• Written By: Purnima S. Patel, MD

    One-year results from the Diabetic Retinopathy Clinical Research Network’s (DRCR.net) comparative effectiveness study shows that aflibercept may be more effective than other anti-VEGFs in patients with diabetic macular edema, but only in those with worse baseline visual acuity. 

    The multicenter, randomized trial known as Protocol T evaluated the relative efficacy and safety of intravitreal aflibercept, bevacizumab and ranibizumab for center-involving diabetic macular edema, by clinical exam and on optical coherence tomography. Subjects included 660 patients with best-corrected visual acuities ranging from 20/32 to 20/320. Patients were followed every 4 weeks (± 1 week), with the primary outcome measure being mean change in visual acuity at 1 year.

    Patients were randomized to receive aflibercept at a dose of 2.0 mg, bevacizumab at a dose of 1.25 mg (repackaged bevacizumab underwent sterility, purity, and potency testing) or ranibizumab at a dose of 0.3 mg. Patients receiving any anti-VEGF injections in the previous 12 months were excluded. 

    Improvement was defined as an increase in the visual-acuity letter score of 5 or more (approximately 1 Snellen line) or a decrease in the central subfield thickness of 10% or more. Worsening was defined as a decrease in the visual-acuity letter score of 5 or more or an increase in the central subfield thickness of 10% or more. Beginning at the 24-week visit – regardless of visual acuity and central subfield thickness – an injection was withheld if there was no improvement or worsening after two consecutive injections, but treatment was reinitiated if the visual acuity letter score or the central subfield thickness worsened. Laser photocoagulation (focal, grid or both) was initiated after 6 months for residual macular edema. 

    From baseline to 1 year, the mean visual-acuity letter score (range, 0 to 100 with higher scores indicating better visual acuity; 85 would be approximately 20/20) improved by 13.3 with aflibercept (p<0.001 vs. bevacizumab and p=0.03 vs. ranibizumab), by 9.7 with bevacizumab, and 11.2 with ranibizumab. Although the benefit was greater with aflibercept, the difference was driven by eyes with worse visual acuity at baseline.

    • When initial visual acuity was between 20/32 and 20/40 (51% of participants), the mean improvement was 8.0 with aflibercept, 7.5 with bevacizumab, and 8.3 with ranibizumab (p>0.50 for each pairwise comparison).

☆ ☆ ☆ ☆

## [Using the information]
- 1) Answer these questions about the Protocol T summary, one line each:
(a) How many patients took part in the trial?
(b) At what dose was bevacizumab given?
(c) After how many months was laser photocoagulation started for residual macular edema?
- 2) Rewrite the part of the Protocol T summary that begins at the words "One-year results from" and stops after "baseline visual acuity.", putting "DME" in place of "diabetic macular edema".
- 3) Write the next part of the Protocol T summary, picking up after its last sentence.

☆ ☆ ☆ ☆

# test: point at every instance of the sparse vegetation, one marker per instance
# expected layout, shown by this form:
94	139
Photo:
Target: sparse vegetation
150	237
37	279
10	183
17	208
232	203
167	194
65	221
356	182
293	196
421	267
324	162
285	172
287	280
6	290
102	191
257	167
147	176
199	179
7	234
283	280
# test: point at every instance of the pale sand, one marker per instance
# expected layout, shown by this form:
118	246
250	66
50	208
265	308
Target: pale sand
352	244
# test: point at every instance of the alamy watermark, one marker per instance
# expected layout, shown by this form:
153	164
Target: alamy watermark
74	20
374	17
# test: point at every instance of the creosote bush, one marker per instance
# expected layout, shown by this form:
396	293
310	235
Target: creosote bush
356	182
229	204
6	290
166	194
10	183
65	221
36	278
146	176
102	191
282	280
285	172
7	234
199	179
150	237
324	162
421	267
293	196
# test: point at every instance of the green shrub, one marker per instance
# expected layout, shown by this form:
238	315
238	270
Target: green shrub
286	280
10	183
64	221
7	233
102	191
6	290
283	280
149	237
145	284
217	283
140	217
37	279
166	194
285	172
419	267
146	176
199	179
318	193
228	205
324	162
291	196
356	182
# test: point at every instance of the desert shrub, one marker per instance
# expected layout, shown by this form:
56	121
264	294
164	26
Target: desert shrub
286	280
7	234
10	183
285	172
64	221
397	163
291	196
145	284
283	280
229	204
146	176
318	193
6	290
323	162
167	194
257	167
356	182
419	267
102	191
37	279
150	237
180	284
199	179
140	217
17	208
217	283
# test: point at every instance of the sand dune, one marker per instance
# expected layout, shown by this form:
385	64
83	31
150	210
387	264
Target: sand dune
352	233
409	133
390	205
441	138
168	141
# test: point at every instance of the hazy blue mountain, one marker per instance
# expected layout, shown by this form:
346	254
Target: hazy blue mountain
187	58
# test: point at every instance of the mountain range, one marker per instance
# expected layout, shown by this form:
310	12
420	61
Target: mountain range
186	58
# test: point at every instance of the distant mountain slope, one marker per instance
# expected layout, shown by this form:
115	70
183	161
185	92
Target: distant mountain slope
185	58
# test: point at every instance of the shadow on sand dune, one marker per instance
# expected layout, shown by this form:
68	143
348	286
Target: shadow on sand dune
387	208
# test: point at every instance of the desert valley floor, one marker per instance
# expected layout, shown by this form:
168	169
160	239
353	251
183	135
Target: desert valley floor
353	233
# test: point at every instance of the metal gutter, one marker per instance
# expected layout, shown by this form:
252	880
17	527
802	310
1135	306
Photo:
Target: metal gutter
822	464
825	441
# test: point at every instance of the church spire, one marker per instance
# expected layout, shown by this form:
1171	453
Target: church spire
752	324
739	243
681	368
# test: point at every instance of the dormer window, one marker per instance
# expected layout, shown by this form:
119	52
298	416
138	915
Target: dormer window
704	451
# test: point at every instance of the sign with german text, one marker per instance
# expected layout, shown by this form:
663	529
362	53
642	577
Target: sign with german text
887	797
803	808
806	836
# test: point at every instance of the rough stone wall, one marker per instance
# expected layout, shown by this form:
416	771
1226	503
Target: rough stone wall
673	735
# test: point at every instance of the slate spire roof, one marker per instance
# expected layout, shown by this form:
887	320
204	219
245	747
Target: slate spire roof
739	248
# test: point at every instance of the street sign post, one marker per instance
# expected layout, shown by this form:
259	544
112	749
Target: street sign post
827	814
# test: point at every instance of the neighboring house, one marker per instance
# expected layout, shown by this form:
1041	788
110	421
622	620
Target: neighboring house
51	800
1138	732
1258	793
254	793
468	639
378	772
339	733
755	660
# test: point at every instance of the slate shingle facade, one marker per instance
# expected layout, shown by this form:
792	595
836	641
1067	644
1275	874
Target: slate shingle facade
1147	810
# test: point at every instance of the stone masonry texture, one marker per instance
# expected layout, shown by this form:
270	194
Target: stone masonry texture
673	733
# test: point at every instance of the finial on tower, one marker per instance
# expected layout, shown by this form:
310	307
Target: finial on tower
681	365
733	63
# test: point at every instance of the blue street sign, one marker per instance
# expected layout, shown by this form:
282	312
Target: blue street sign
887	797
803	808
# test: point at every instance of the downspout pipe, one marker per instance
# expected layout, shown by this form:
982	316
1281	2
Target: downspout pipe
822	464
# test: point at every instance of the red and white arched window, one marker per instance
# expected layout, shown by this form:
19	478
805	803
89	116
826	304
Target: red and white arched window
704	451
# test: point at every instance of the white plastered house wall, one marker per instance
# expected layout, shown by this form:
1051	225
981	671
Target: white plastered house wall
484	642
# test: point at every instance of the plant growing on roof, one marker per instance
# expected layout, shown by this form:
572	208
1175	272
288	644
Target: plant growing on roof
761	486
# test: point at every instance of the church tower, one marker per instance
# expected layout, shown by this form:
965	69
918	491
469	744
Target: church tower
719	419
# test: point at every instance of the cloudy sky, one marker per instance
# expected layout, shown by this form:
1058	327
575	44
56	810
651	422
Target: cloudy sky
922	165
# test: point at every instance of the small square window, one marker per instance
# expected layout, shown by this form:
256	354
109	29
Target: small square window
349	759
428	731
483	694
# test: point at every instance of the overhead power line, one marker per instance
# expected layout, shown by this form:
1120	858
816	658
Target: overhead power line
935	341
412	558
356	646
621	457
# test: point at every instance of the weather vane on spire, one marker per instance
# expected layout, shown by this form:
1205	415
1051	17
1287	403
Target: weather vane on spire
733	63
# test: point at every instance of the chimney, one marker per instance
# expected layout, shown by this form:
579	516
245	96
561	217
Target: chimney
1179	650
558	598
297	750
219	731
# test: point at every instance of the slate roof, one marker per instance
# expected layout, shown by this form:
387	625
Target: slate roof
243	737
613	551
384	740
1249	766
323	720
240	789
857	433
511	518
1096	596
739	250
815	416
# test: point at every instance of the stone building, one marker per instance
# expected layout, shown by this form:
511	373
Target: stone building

☆ ☆ ☆ ☆

## [Responses by item number]
- 1)
(a) 660
(b) 1.25 mg
(c) 6 months

- 2)
One-year results from the Diabetic Retinopathy Clinical Research Network’s (DRCR.net) comparative effectiveness study shows that aflibercept may be more effective than other anti-VEGFs in patients with DME, but only in those with worse baseline visual acuity.

- 3)
    • When initial visual acuity was 20/50 or worse, the mean improvement was greater for the aflibercept group (P <0.001 vs. bevacizumab, p=0.003 vs. ranibizumab) (18.9 aflibercept, 11.8 bevacizumab and 14.2 ranibizumab).

    All three groups showed improvement in mean visual acuity by 4 weeks. In the eyes with visual acuity 20/50 or worse, the greater efficacy of aflibercept started to become apparent as early as 4 weeks after initiation of treatment.

    Of a maximum of 13 injections, the aflibercept group had the fewest, with a median of 9 injections. The other two groups had a median of 10 injections. Laser photocoagulation was performed in 37% of aflibercept-treated eyes, 56% of bevacizumab-treated eyes, and 46% of ranibizumab-treated eyes (p<0.001 in overall comparisons).

    • When looking only at the eyes with initial visual acuity ranging from 20/32 to 20/40, the median number of injections was 9 for each group, with 36% of aflibercept-treated eyes, 47% of bevacizumab-treated eyes, and 43% of ranibizumab-treated eyes receiving laser photocoagulation.
    • When initial visual acuity was worse than 20/50, the median number of injections was 10 with aflibercept, 11 with bevacizumab, and 10 with ranibizumab with 37%, 65%, and 50%, respectively, receiving laser photocoagulation.

    In summary, all patients with center-involving diabetic macular edema experienced improved vision whether receiving aflibercept, bevacizumab or ranibizumab, but the relative effect was dependent on baseline visual acuity. With good initial baseline visual acuity, no difference on average was seen between drugs. However, with initial visual acuities of 20/50 or worse, aflibercept was more effective in improving visual acuity.